====== TEXTO DA PÁGINA
O senador Weverton (PDT-MA) criticou a forma que como as desapropriações de terras são feitas no Maranhão. Segundo ele, pequenos e médios produtores ficam sem sustento após serem retirados de terras que são demarcadas. Ele também defendeu o uso da terra pelos índios.

— A cidade de Amarante está passando por problemas seríssimos. Convivo com as comunidades indígenas de lá. Eles dizem “não queremos mais terra, aqui o problema é mais educação, políticas que não temos aqui”. Se estou em um local, e é terra indígena, está pacificado. Mas onde estou produzindo, gerando renda, criando minha família, não pode o antropólogo chegar amanhã e me tirar de lá porque decidiu que vai ser uma nova comunidade. E todos sabem que sou de esquerda, mas sou maranhense e eu vejo o que está acontecendo lá — disse Weverton.

Já a senadora Augusta Brito (PT-CE) afirmou que no Ceará as comunidades indígenas têm a demarcação de suas terras como principal demanda.

— Com relação com os povos indígenas com que tenho contato no Ceará, a primeira reivindicação se trata da demarcação do seu território. Não acredito que seja diferente do resto do país. Algumas [opiniões] diferentes podem até existir, mas a grande maioria [pede como] primeiro ponto de reconhecimento histórico a demarcação do território. Através desse marco [temporal], não vejo a justiça sendo feita.

O senador Humberto Costa (PT-PE) também criticou as possibilidades de exploração econômica por ser um “total desvirtuamento do que é o debate sobre os direitos que os indígenas têm”. O senador teve três emendas rejeitadas pelo relator.

Destaque

O projeto prevê que o Estado só pode ter contato com indígenas isolados para prestar auxílio médico ou para intermediar ação estatal de utilidade pública. O Partido dos Trabalhadores (PT) pediu destaque (votação separada) do trecho para retirar a “intermediação estatal de utilidade pública” e exigir que o auxílio médico seja apenas em risco iminente, em caráter excepcional e mediante plano específico elaborado pela União. A alteração foi rejeitada pelo colegiado.
============
- [TAREFAS]
A: Reproduza fielmente o trecho do texto sobre as terras indígenas que vai de "Já a senadora" até "rejeitadas pelo relator.", incluindo essas palavras.
B: No texto sobre as terras indígenas, quantas emendas do senador Humberto Costa foram rejeitadas pelo relator?
C: Liste todos os senadores citados no texto sobre as terras indígenas, com partido e estado.
Responda com base apenas no texto.
====== DADOS EXIBIDOS
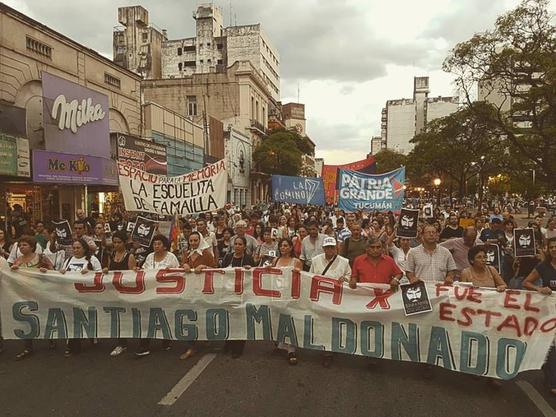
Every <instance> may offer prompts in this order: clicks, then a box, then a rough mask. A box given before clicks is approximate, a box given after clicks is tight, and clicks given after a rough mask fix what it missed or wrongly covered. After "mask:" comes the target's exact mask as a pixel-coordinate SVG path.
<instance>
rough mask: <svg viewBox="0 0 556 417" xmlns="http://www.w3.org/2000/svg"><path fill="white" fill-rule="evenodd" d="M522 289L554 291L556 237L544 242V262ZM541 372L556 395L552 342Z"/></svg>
mask: <svg viewBox="0 0 556 417" xmlns="http://www.w3.org/2000/svg"><path fill="white" fill-rule="evenodd" d="M538 281H540V285H537V284H538ZM523 288H525V289H527V290H531V291H537V292H538V293H540V294H545V295H550V294H552V292H553V291H556V237H553V238H550V239H548V240H547V241H546V253H545V258H544V261H542V262H541V263H539V264H538V265H537V266H536V267H535V269H533V270H532V271H531V273H530V274H529V275H528V276H527V278H525V280H524V281H523ZM543 371H544V376H545V379H546V382H547V383H548V386H549V388H550V392H551V393H552V394H554V395H556V346H555V345H554V342H553V344H552V347H551V348H550V351H549V352H548V356H547V358H546V362H545V364H544V365H543Z"/></svg>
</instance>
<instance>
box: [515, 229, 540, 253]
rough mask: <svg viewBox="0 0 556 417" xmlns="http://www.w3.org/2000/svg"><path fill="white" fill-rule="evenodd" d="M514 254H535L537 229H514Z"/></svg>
mask: <svg viewBox="0 0 556 417" xmlns="http://www.w3.org/2000/svg"><path fill="white" fill-rule="evenodd" d="M513 243H514V255H515V256H516V257H523V256H535V255H536V254H537V248H536V246H535V231H534V230H533V228H531V227H527V228H523V229H514V242H513Z"/></svg>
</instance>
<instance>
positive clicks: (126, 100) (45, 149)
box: [0, 3, 141, 220]
mask: <svg viewBox="0 0 556 417" xmlns="http://www.w3.org/2000/svg"><path fill="white" fill-rule="evenodd" d="M0 103H2V108H3V112H8V113H10V114H14V115H15V116H17V117H15V118H11V117H10V118H0V132H11V133H12V135H13V133H14V132H16V133H17V135H16V136H17V138H16V139H17V141H16V148H21V149H17V152H19V153H20V154H22V155H21V156H22V157H24V154H25V152H26V151H25V146H19V145H20V143H19V142H22V141H23V142H25V140H26V141H27V143H28V150H27V153H28V155H27V158H28V160H32V161H33V164H32V170H31V171H30V172H26V173H18V172H15V174H16V175H13V174H14V173H13V172H11V173H8V175H6V171H4V175H3V176H2V177H1V178H0V195H2V196H3V198H5V199H6V201H1V202H0V203H1V204H0V216H2V215H6V214H7V213H6V207H10V208H13V206H14V205H15V204H18V205H19V206H21V208H22V209H23V210H24V211H25V212H27V213H28V215H29V217H32V218H34V219H35V220H36V219H38V218H58V217H61V218H67V219H73V218H74V213H75V210H76V208H78V207H83V208H86V209H88V210H89V211H90V210H92V209H99V208H98V201H99V194H100V193H103V194H104V193H106V192H110V191H115V190H117V176H116V172H115V161H114V160H113V159H112V157H113V154H112V152H111V144H110V133H111V132H114V133H115V132H121V133H124V134H131V135H137V136H140V135H141V108H140V77H139V76H138V75H137V74H135V73H133V72H131V71H128V70H126V69H124V68H122V67H121V66H118V65H116V64H115V63H114V62H112V61H110V60H109V59H107V58H105V57H103V56H102V55H100V54H98V53H96V52H94V51H92V50H91V49H89V48H87V47H85V46H83V45H80V44H79V43H77V42H75V41H73V40H71V39H69V38H68V37H65V36H64V35H62V34H60V33H58V32H56V31H54V30H52V29H50V28H48V27H46V26H45V25H43V24H41V23H39V22H37V21H35V20H33V19H31V18H29V17H27V16H25V15H24V14H22V13H20V12H18V11H16V10H14V9H12V8H10V7H8V6H6V5H4V4H2V3H0ZM14 123H15V124H17V126H14ZM4 136H5V135H3V137H4ZM18 141H19V142H18ZM8 142H10V141H6V140H3V143H5V144H6V145H1V146H0V148H2V149H5V150H6V151H8V152H12V153H13V149H14V147H13V142H12V144H11V145H10V143H8ZM10 174H11V175H10ZM19 174H22V175H19ZM5 203H7V205H6V204H5Z"/></svg>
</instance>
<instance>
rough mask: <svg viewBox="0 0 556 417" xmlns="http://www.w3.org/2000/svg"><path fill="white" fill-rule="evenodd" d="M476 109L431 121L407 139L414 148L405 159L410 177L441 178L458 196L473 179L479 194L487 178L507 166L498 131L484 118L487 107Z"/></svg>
mask: <svg viewBox="0 0 556 417" xmlns="http://www.w3.org/2000/svg"><path fill="white" fill-rule="evenodd" d="M478 106H482V107H483V109H482V110H480V109H474V110H470V109H469V108H464V109H461V110H458V111H457V112H455V113H452V114H450V115H448V116H446V117H442V118H440V119H435V120H433V121H432V122H431V123H429V124H428V125H427V126H426V128H425V130H424V131H423V132H422V133H420V134H418V135H416V136H415V137H414V138H413V139H412V140H411V142H412V143H414V144H415V148H414V149H413V150H412V151H411V153H410V154H409V155H408V158H407V165H408V176H409V177H410V178H416V179H419V178H425V177H427V175H429V176H430V175H431V174H432V175H434V176H441V177H444V180H445V181H444V183H446V182H447V181H446V180H451V181H452V182H453V183H455V184H456V185H457V188H458V194H459V196H460V197H462V196H463V195H465V194H466V193H467V190H466V185H467V181H468V180H469V179H470V178H471V177H473V176H477V177H478V178H479V194H482V185H483V184H484V181H485V179H486V178H487V177H488V175H489V174H491V173H498V172H496V171H499V170H500V169H502V168H503V167H504V166H507V162H506V159H507V154H506V146H505V142H504V140H503V138H502V136H501V133H500V131H499V130H498V129H497V126H496V125H495V124H494V123H492V122H491V120H490V118H489V117H487V116H486V115H485V114H484V112H486V114H487V115H488V112H489V109H490V108H489V107H488V106H485V105H483V104H479V105H478ZM429 181H430V179H429ZM412 182H413V181H412ZM416 183H418V181H417V182H416Z"/></svg>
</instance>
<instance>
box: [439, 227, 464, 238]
mask: <svg viewBox="0 0 556 417" xmlns="http://www.w3.org/2000/svg"><path fill="white" fill-rule="evenodd" d="M462 236H463V227H461V226H458V227H457V229H452V228H451V227H449V226H446V227H445V228H444V230H443V231H442V233H440V239H441V240H448V239H453V238H455V237H462Z"/></svg>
============
- [RESPOSTAS]
A:
Já a senadora Augusta Brito (PT-CE) afirmou que no Ceará as comunidades indígenas têm a demarcação de suas terras como principal demanda.

— Com relação com os povos indígenas com que tenho contato no Ceará, a primeira reivindicação se trata da demarcação do seu território. Não acredito que seja diferente do resto do país. Algumas [opiniões] diferentes podem até existir, mas a grande maioria [pede como] primeiro ponto de reconhecimento histórico a demarcação do território. Através desse marco [temporal], não vejo a justiça sendo feita.

O senador Humberto Costa (PT-PE) também criticou as possibilidades de exploração econômica por ser um “total desvirtuamento do que é o debate sobre os direitos que os indígenas têm”. O senador teve três emendas rejeitadas pelo relator.

B: Três.

C:
- Weverton (PDT-MA)
- Augusta Brito (PT-CE)
- Humberto Costa (PT-PE)